> Problem:
Restate word for word, and only, the lines that extend from the line containing "the bird's head" through the end of the records below.

(Saved entries)
● ● ● ● ● ● ●
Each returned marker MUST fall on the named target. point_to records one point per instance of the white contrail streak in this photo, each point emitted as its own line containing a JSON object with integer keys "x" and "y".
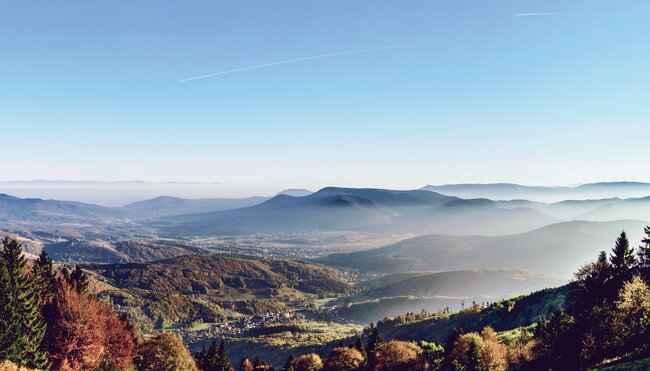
{"x": 358, "y": 51}
{"x": 537, "y": 14}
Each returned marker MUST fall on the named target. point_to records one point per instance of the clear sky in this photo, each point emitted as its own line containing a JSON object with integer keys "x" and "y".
{"x": 534, "y": 92}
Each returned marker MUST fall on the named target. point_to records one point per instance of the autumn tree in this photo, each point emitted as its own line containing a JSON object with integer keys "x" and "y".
{"x": 482, "y": 351}
{"x": 632, "y": 315}
{"x": 344, "y": 358}
{"x": 398, "y": 355}
{"x": 309, "y": 362}
{"x": 165, "y": 351}
{"x": 84, "y": 332}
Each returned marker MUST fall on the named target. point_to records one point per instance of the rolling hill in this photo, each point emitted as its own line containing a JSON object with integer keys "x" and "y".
{"x": 510, "y": 191}
{"x": 211, "y": 288}
{"x": 14, "y": 209}
{"x": 401, "y": 293}
{"x": 370, "y": 210}
{"x": 99, "y": 251}
{"x": 164, "y": 205}
{"x": 555, "y": 249}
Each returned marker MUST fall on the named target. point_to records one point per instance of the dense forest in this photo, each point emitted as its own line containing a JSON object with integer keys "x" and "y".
{"x": 49, "y": 320}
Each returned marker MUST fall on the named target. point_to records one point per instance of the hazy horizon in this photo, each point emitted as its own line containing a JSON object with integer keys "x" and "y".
{"x": 444, "y": 93}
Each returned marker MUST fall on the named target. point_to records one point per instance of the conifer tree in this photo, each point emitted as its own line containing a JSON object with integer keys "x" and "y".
{"x": 622, "y": 259}
{"x": 43, "y": 275}
{"x": 214, "y": 358}
{"x": 258, "y": 362}
{"x": 375, "y": 341}
{"x": 290, "y": 364}
{"x": 8, "y": 319}
{"x": 474, "y": 356}
{"x": 24, "y": 321}
{"x": 358, "y": 345}
{"x": 644, "y": 256}
{"x": 79, "y": 279}
{"x": 222, "y": 356}
{"x": 245, "y": 364}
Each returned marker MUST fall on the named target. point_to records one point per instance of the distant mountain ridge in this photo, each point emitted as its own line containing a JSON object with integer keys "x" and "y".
{"x": 362, "y": 209}
{"x": 555, "y": 249}
{"x": 509, "y": 191}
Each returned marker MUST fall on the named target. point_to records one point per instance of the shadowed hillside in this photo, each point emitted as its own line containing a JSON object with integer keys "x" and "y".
{"x": 555, "y": 249}
{"x": 372, "y": 210}
{"x": 211, "y": 288}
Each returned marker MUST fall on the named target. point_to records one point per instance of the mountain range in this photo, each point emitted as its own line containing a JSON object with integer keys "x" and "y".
{"x": 555, "y": 249}
{"x": 369, "y": 210}
{"x": 509, "y": 191}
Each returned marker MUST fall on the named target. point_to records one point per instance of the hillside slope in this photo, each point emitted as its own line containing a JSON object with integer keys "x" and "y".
{"x": 212, "y": 288}
{"x": 555, "y": 249}
{"x": 371, "y": 210}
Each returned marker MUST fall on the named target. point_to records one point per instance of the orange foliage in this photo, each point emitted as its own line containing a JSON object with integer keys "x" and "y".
{"x": 85, "y": 333}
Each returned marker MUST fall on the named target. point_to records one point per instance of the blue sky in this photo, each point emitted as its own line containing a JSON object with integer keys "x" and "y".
{"x": 89, "y": 90}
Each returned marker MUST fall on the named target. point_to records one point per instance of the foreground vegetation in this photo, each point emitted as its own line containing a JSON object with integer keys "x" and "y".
{"x": 49, "y": 320}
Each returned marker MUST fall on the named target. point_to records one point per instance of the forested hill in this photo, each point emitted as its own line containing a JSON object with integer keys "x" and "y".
{"x": 211, "y": 288}
{"x": 202, "y": 273}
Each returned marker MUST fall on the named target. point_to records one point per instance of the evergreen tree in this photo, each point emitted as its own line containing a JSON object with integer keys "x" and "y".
{"x": 375, "y": 341}
{"x": 358, "y": 345}
{"x": 8, "y": 316}
{"x": 43, "y": 277}
{"x": 24, "y": 322}
{"x": 214, "y": 358}
{"x": 258, "y": 362}
{"x": 245, "y": 364}
{"x": 79, "y": 279}
{"x": 222, "y": 356}
{"x": 290, "y": 364}
{"x": 622, "y": 261}
{"x": 474, "y": 356}
{"x": 644, "y": 256}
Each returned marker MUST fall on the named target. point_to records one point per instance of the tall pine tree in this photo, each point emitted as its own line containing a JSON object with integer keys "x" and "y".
{"x": 375, "y": 341}
{"x": 622, "y": 262}
{"x": 644, "y": 256}
{"x": 23, "y": 309}
{"x": 43, "y": 275}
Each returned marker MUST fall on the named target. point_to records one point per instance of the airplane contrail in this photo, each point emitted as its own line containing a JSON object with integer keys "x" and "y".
{"x": 357, "y": 51}
{"x": 538, "y": 14}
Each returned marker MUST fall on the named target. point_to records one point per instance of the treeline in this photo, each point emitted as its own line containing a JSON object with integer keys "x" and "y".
{"x": 607, "y": 318}
{"x": 48, "y": 320}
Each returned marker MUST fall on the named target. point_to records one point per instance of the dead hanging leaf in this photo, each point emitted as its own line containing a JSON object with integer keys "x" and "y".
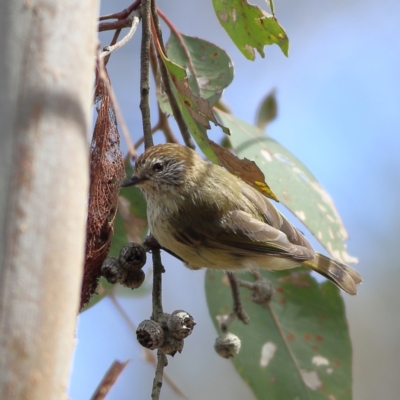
{"x": 106, "y": 174}
{"x": 245, "y": 169}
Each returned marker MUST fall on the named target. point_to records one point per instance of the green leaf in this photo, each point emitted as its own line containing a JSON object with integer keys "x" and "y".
{"x": 250, "y": 27}
{"x": 195, "y": 110}
{"x": 293, "y": 184}
{"x": 267, "y": 110}
{"x": 298, "y": 346}
{"x": 210, "y": 68}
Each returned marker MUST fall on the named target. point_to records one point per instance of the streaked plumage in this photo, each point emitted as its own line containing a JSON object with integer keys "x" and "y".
{"x": 192, "y": 213}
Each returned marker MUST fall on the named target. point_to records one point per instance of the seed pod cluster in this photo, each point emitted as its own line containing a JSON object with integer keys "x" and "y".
{"x": 168, "y": 334}
{"x": 127, "y": 269}
{"x": 227, "y": 345}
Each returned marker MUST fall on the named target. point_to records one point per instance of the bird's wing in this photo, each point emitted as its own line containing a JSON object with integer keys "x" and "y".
{"x": 240, "y": 232}
{"x": 272, "y": 216}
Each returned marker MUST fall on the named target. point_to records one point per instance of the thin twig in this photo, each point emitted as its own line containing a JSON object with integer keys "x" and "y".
{"x": 108, "y": 380}
{"x": 103, "y": 75}
{"x": 158, "y": 270}
{"x": 144, "y": 74}
{"x": 134, "y": 19}
{"x": 162, "y": 123}
{"x": 122, "y": 14}
{"x": 149, "y": 356}
{"x": 166, "y": 82}
{"x": 113, "y": 41}
{"x": 158, "y": 378}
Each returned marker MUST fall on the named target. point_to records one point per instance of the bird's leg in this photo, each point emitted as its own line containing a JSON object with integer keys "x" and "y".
{"x": 238, "y": 310}
{"x": 150, "y": 243}
{"x": 261, "y": 290}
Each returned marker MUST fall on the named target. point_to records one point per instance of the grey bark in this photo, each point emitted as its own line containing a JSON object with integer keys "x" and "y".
{"x": 46, "y": 77}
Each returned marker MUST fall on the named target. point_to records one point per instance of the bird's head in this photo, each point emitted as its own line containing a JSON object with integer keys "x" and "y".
{"x": 164, "y": 168}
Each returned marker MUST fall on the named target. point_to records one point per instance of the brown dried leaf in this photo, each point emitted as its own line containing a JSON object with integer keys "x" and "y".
● ● ● ● ● ● ●
> Result of this exercise:
Each returned marker MUST fall on the named target. point_to records one point per instance of the bird's head in this photo, each point emitted as its own line containing a JSON object with integer keys "x" and "y".
{"x": 164, "y": 168}
Each returned marker MUST fall on the named target. point_to records one point per instance of the brown dried leaf in this photo, each point emitted as its own line containing a JSON object with integer keys "x" and "y".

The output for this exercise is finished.